- 本文
------------

ミリオンドールをスマートフォンアプリで連載すると決まった時に、
スマートフォン漫画の書き方や資料をネットで探したところほとんどなかったので、自分なりに現在連載しながら試行錯誤していることをまとめようと思いこのエントリーを作りました。

前提条件

スマホ独自の表現方法ではなく、スマホで読みやすくするためのメモです
作者が手探りでやっていることなのでざっくりかつ主観的です
技術的に裏付けがとれてるとかそういうことはまったくありません

連載初期の作画環境

同人誌用原稿用紙(A4)にGペンでペン入れ
仕上げはphotoshopでやってる

要はなんかあったときスマホだけでなく紙にもできるような工程でやってます。今現在はフルデジタルに移行しましたが紙にもできるようにしてるというのは同じです。

ここからはiphone5sを例にとって自分の初期の原稿と現在の原稿を比較してざっくりと解説していきます。

iPhone5sを例とした図説

↑めっちゃがんばって原寸画像作ってみました。手持ちのiPhone5を重ねて見るとだいたい原寸かなーというかんじになれば幸いです。画像表示仕様とかディスプレイによって誤差ありなのでその場合はざっくりこんな感じかな―って見てください。

拙作ながら、ミリオンドールの第1話をはめこんでみました。ほぼ原寸で見えていると思うので、読みにくいなーと思った文字はそのままの印象でGANMA!アプリでも配信されてしまいます。その読みにくい個所の改善ポイントを自分なりにまとめたものが以下になります↓

同人誌や紙の原稿を描く普通の感覚でコマを割って絵をいれたものですが、スマホ上だと、小さい人物は表情も分かりにくいし、マンガだからアンチゴチ使おうと思って打った文字もなんだか読みづらいです。

------------

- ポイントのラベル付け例
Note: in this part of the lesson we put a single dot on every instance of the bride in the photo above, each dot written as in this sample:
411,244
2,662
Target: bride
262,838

------------

- 指示
スマホ漫画の描き方を扱った本文を、最後の文のあとから書き継いでください。

- 解答
IT業界では「離脱率」という基準があります。紙の漫画と違って、WEBで公開しているページは、計測する環境さえあれば「どのページで読者が読むのをやめて離脱したか」が数値でわかるようになっています。

この説明を最初に受けた時、スマートフォンの漫画って読むのに疲れるなと感じることが私は多かったので、「スマートフォンで読みにくい」「重要な文字がイッパツで読めない」「ごちゃごちゃしていて情報が頭に入ってこない」ことは、スマホマンガにとって致命的な離脱率につながるのではと仮定して以下のような原稿の作り方をすることにしてみました。

まず、紙のように1コマ1コマを目で追いながら吹き出しをたどる読み方はスマートフォンでは疲れてしまうと思い、画面上で視線が動くことがほぼ不要なコマ割にしました。
ページあたり基本的に3,4コマにおさえるようにして、文字も判読性の高いゴシック体に変更しました。吹き出し内の文字の比率も紙に比べてかなり違っています。
また、人物の表情が必要なカットでは可能な限りアップを多くし、情報を詰めるコマと表情で見せるコマの使い分けが以前よりはっきりしたように思います。

紙の漫画では、アップの多用や単調なコマ割は技術が未熟な例として指摘されがちなので、作家としてはかなり抵抗のある判断でした。
まあでも、まずは読みやすさを優先させて、今後知識が蓄積できて来たらスマートフォンならではの表現や工夫を試してみようと前向きに考えています。

デメリットまとめ

スマホで読みやすくはなるが、コマ割や表現が単調になる
紙にした時たぶんサイズ感が変になる?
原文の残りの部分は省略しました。